» **TASK GOAL**:
Everything from the line containing "An example of" through the last line of the listing below should be returned exactly, except for pictures.

» **DATASET ENTRIES**:

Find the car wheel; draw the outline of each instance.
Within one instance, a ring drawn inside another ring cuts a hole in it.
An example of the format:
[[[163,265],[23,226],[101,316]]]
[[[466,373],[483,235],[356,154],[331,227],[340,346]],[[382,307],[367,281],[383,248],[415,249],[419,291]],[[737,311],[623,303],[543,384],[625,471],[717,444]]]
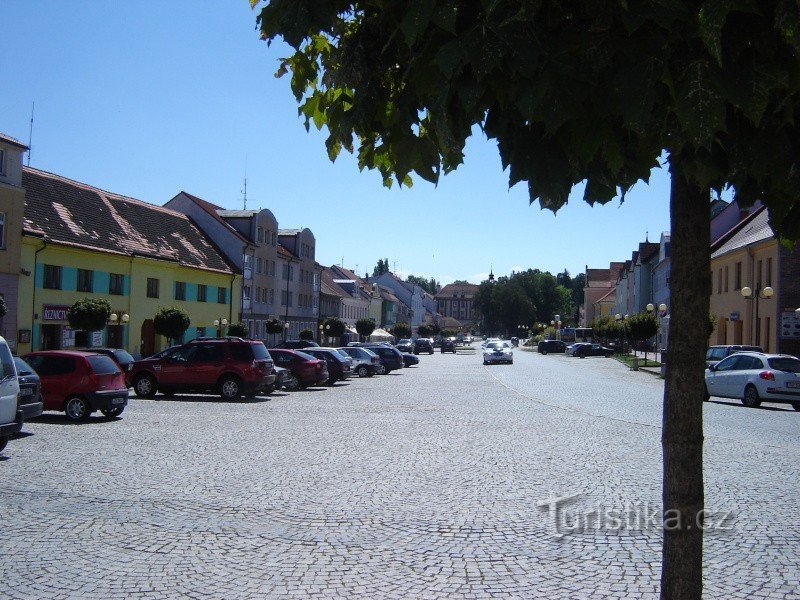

» **COMPLETED EXERCISE**:
An example of the format:
[[[163,265],[23,226],[101,316]]]
[[[466,373],[483,235],[356,154],[331,227],[340,346]],[[382,307],[367,281],[383,248],[415,249],[419,291]],[[737,311],[623,303],[543,384],[625,471],[717,444]]]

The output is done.